== The data ==
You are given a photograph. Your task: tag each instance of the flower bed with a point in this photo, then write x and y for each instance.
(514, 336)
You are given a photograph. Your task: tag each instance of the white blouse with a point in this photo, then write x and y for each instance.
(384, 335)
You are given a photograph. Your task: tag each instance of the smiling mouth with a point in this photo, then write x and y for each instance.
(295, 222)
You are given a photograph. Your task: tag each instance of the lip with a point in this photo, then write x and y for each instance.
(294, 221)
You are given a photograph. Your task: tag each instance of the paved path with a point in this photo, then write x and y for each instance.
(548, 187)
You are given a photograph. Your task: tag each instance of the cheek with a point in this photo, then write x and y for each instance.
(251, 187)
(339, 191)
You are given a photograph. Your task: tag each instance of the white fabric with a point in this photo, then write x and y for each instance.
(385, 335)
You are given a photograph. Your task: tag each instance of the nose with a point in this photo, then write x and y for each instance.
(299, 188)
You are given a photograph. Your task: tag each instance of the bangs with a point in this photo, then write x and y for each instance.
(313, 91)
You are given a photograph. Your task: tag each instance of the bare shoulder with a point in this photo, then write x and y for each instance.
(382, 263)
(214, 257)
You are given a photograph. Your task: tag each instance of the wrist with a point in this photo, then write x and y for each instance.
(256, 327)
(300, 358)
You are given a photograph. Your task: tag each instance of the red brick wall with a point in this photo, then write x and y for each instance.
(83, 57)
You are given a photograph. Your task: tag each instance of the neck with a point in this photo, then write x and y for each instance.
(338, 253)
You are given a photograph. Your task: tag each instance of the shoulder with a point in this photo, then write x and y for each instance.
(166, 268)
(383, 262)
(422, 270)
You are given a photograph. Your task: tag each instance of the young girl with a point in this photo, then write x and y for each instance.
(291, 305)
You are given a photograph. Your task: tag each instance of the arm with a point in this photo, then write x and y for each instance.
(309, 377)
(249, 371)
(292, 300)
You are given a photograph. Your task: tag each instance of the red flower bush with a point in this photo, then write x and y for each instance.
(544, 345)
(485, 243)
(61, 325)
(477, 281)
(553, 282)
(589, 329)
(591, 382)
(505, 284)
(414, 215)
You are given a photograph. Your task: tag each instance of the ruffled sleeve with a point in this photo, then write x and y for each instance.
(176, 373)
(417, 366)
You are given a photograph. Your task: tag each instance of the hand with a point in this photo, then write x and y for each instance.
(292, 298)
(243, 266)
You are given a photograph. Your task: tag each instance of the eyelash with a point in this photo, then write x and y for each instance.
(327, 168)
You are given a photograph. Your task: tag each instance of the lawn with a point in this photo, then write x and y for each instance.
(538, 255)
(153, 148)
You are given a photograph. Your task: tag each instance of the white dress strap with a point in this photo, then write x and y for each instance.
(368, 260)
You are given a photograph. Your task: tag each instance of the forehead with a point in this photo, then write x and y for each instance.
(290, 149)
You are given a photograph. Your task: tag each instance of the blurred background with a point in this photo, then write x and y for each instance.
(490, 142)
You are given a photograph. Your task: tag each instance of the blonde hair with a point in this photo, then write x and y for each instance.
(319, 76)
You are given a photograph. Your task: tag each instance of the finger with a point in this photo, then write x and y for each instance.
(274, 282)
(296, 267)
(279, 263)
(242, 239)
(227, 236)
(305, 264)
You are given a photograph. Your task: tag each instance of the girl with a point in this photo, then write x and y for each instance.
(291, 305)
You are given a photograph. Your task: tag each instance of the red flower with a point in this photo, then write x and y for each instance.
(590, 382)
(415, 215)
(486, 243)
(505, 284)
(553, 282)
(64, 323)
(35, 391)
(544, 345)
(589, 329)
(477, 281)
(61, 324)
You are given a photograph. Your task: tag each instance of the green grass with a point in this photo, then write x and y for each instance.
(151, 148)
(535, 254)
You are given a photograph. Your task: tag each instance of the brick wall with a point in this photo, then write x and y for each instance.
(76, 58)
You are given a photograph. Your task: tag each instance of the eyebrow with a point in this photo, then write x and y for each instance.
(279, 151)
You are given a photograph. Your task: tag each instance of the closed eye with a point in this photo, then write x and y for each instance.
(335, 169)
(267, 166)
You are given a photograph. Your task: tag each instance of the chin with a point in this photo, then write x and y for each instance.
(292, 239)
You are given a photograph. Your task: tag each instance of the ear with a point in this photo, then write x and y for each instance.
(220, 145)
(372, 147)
===
## Goal of the exercise
Nothing is to be left out, and every entry is to be transcribed exactly.

## Final answer
You are given a photograph. Your task: tag each instance of the flower bed with a point in this photo, then write x and y for each instance.
(514, 336)
You are given a photograph. Your task: tag each instance of the white blouse with a point in this photo, then write x and y for each instance.
(384, 335)
You are given a photograph. Your task: tag each instance of the smiling mouth with a point in this photo, then write x and y for each instance.
(295, 222)
You are given a photograph. Your task: tag each instance of the lip with a point in this photo, then write x and y for each instance.
(294, 221)
You are given a photograph. Your task: tag each instance of the paved path with a point in this photo, then write x and y for each instance.
(548, 187)
You are given a photograph. Your task: tag each instance of the cheek with a point in this photo, then write x and y for each instance.
(251, 187)
(339, 191)
You are given a photograph. Your task: tag each instance of the white fabric with a point in this photo, then write x and y for each instance.
(385, 335)
You are given a photograph. Your task: tag each instance of the nose with a point in this photo, then write x and y for each instance.
(299, 188)
You are given a photograph. Your task: tag each instance of the bangs with a point in this photo, then write x and y for each instance.
(313, 91)
You are given a photograph. Your task: tag each instance of the bare shoulder with a point in this photo, then write x and y for each instance.
(382, 263)
(214, 257)
You are given a photograph. Your task: tag each instance of the wrist with a point in this photo, then write x and y for each instance.
(256, 327)
(300, 358)
You are given a photograph. Your task: tag each instance of the red brick wall with a point in this photo, then write x and y for each instance.
(83, 57)
You are given a photograph. Your task: tag each instance of the neck with a point in this photo, then write x and y for each instance.
(338, 253)
You are given a photograph. Your task: tag each instance of the shoulder with a point in this photo, then write x and y for each instance.
(166, 268)
(383, 262)
(422, 270)
You are given a photograph. Your task: tag each instance of the young girl with a point in this photo, then write x and y for each instance.
(291, 305)
You are given a photograph. Your task: tag each instance of the arm with a point in this photo, then write x and y for each instance.
(309, 377)
(249, 371)
(292, 300)
You are given a photograph. Your task: tag each instance of the red flower bush with a point in this photo, then write x and y for each instance.
(544, 345)
(485, 243)
(61, 325)
(477, 281)
(553, 282)
(589, 329)
(591, 382)
(505, 284)
(414, 215)
You are given a photograph. Your task: tag each instance of the ruffled sleeve with a point in this photo, then write x and y for each instance.
(176, 373)
(417, 366)
You are given a photograph. Your task: tag each instance of the hand with a point in this photo, then write x and y for each instance.
(292, 298)
(243, 266)
You are given a photograph. Your task: tag each instance of the eyelash with a point in this photo, then write x and y for each instance.
(327, 168)
You are given a photograph. Your task: tag each instance of the lawn with a point in this photo, then write x and y for each instance.
(538, 255)
(153, 148)
You are given a photograph. Your task: tag each instance of the white dress strap with a point in this photo, then write x and y for each instance.
(368, 260)
You are given a photograph. Your task: tag each instance of the forehead with a point in this photo, then write x and y for each instance.
(290, 149)
You are given a photograph. Your task: tag each instance of the blurred background with a point in this photo, then write x and y for each instance.
(490, 142)
You are given a photograph. Your task: tag each instance of the blonde hair with a point in this photo, then write x and y for each instance.
(319, 76)
You are given a photograph. Your task: tag each instance of the finger with a point in this photo, then write x and y for each instance.
(274, 282)
(296, 267)
(279, 263)
(242, 239)
(227, 236)
(305, 264)
You are given a photograph. Your task: tag each instance of the girl with a point in this photo, then write x and y for each instance.
(291, 305)
You are given a photograph. Your task: tag each instance of the red flower with a point in this photo, then write x and y for each instance.
(590, 382)
(415, 215)
(486, 243)
(505, 284)
(553, 282)
(64, 323)
(35, 391)
(544, 345)
(589, 329)
(477, 281)
(61, 324)
You are given a photograph. Your task: tag each instance of the green grass with a point in this photo, then write x and y for each instance.
(151, 148)
(535, 254)
You are given a photograph. Your task: tag each instance of the brick wall with a point in this photo, then write x and y for each instance.
(76, 58)
You are given a photograph. Your task: tag each instance of the eyebrow with a point in this photo, then write x and y for each instance.
(279, 151)
You are given a photograph. Your task: tag each instance of the closed eye with a point in this photo, then write x and y for each instance.
(335, 169)
(267, 166)
You are given a photograph. Your task: tag each instance of the chin with a point in this photo, then write x and y for each instance.
(292, 239)
You are given a photograph. Your task: tag each instance of the ear with a point in this photo, then write x and y for each instance.
(220, 145)
(372, 147)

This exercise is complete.